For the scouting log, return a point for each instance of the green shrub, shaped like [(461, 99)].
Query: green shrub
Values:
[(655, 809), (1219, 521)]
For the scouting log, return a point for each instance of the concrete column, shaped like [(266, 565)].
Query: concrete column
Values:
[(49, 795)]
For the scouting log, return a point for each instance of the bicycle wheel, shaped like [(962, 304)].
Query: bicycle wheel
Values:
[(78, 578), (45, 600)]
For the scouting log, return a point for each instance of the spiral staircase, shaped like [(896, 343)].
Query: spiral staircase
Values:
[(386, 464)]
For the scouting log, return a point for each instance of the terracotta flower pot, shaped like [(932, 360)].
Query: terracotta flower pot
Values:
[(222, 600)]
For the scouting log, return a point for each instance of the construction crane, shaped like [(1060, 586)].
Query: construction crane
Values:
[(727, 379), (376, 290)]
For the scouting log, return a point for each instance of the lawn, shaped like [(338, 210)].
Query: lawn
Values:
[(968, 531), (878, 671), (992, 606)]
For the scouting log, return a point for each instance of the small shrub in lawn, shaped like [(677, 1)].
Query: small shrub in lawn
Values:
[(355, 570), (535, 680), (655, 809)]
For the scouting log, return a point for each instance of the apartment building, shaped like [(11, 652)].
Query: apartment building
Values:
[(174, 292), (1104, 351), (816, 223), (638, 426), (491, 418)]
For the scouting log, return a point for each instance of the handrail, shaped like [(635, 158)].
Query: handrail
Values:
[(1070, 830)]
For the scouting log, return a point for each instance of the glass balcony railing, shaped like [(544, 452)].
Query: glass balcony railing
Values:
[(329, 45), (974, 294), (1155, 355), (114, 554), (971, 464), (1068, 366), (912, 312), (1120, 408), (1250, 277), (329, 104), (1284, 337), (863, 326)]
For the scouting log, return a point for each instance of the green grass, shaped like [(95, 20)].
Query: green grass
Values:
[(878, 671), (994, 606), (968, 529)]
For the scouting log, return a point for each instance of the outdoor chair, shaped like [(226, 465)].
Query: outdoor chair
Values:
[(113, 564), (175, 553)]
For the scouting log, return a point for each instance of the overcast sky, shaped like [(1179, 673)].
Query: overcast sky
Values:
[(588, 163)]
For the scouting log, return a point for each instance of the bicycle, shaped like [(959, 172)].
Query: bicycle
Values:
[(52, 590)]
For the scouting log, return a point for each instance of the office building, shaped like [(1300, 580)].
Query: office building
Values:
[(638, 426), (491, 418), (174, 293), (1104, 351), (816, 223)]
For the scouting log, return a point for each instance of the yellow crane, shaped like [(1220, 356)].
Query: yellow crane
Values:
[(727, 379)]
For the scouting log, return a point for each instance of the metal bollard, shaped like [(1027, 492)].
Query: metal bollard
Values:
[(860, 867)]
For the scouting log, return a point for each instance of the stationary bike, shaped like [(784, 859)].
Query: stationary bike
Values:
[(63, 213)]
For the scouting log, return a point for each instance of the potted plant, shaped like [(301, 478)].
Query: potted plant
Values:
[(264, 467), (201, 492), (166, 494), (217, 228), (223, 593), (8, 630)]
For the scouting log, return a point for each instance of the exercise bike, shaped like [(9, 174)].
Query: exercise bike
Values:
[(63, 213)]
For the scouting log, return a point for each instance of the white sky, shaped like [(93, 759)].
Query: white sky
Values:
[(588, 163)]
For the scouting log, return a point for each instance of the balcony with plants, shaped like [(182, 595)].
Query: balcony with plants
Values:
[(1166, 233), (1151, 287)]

# GIVEN REQUEST
Would you write down every record again, exactly?

# TASK RESPONSE
For the scouting log, return a point for each instance of the green shrub, shaped like [(461, 99)].
Query: green shrub
Values:
[(655, 809), (1219, 521)]
For the scouting log, return a point for each instance of the concrete column, shaped like [(266, 565)].
Query: concrete column
Values:
[(49, 795)]
For the scouting log, return a point for each instance of the bicycle wheel, shaped like [(962, 304)].
Query: bicycle wheel
Values:
[(78, 578), (45, 600)]
For the scouting log, return a point for each instance of the spiral staircase, shaped like [(896, 343)].
Query: spiral staircase
Values:
[(386, 464)]
For the scouting log, return a point for each instance of the terracotta flower pot, shaped like [(932, 360)].
Query: terracotta flower pot
Values:
[(222, 600)]
For the scouting log, return a point for each instance of the construction crane, shaped like [(1060, 586)].
Query: construction crane
Values:
[(727, 379), (376, 290)]
For the scouting log, return a point for each instance of the lawn, shaped like [(338, 210)].
Query: lawn
Values:
[(968, 531), (878, 671), (992, 606)]
For the scouting log, return a point for each instance of the small shrub in lawn, shaped like [(677, 1)].
Query: small shrub in lawn
Values:
[(355, 570), (535, 680), (655, 809)]
For the scouting log, return a point for each instance of the apartment building, shaped like [(11, 652)].
Query: apartment building
Values:
[(174, 292), (1104, 351), (816, 223), (638, 426), (491, 418)]
For the scouting log, return a point for each instance of the handrail, shaped like [(635, 158)].
Query: handrail
Values:
[(1070, 830)]
For the scouting log, return a point for each instance of the glass balcony railing, shaped like [(544, 452)].
Query: glass balcony railing
Values:
[(329, 45), (974, 294), (1155, 355), (114, 554), (971, 464), (1068, 366), (912, 312), (1120, 408), (1250, 277), (329, 104), (1284, 337), (863, 326)]
For the scouting log, return a point for each instance of the green grass, shaped like [(95, 20)].
Query: green grass
Values:
[(878, 671), (994, 606), (968, 529)]
For the scouting log, return a point for each instance of the outdoor chair, shaped like [(226, 465)].
Query: outdoor chair
Values:
[(113, 564), (175, 553)]
For the scouting log, return a point for each instance of the overcast sky, shaped like [(1179, 673)].
Query: overcast sky
Values:
[(588, 163)]
For the scouting log, return a point for each instance of the bicycle, shaped like [(959, 172)].
Query: bicycle
Values:
[(52, 590)]
For the scouting log, return a point for each instance of the office building, shaped like [(1300, 580)].
Query: office building
Values:
[(638, 426), (491, 418), (174, 293), (1104, 351), (816, 223)]
For the scouting log, return a point for each instance of the yellow crane, shaped like [(1220, 356)].
Query: yellow crane
Values:
[(727, 379)]
For the scouting log, return a point for each instance of the metal bollard, shaped like [(1027, 492)].
Query: metal bollard
Values:
[(860, 867)]
For the scouting log, return a point for each instance of the stationary bike, shaped like [(784, 859)].
Query: stationary bike
Values:
[(63, 213)]
For the scouting log, return a point for each instance of the potted plant, shaped like [(301, 478)].
Query: potted plant
Values:
[(264, 467), (201, 492), (166, 494), (217, 228), (223, 593), (8, 630)]
For the scouting log, return a point for each instance of the exercise bike, shaped like [(9, 174)].
Query: exercise bike
Values:
[(63, 213)]
For the scouting log, return a point for each instance of the white sky, shaped like [(93, 759)].
Query: white sky
Values:
[(588, 163)]
For the scouting log, return a point for each instance of the balcony with plants, shaped like [(182, 595)].
Query: balcony with plants
Values:
[(1166, 233), (1151, 287)]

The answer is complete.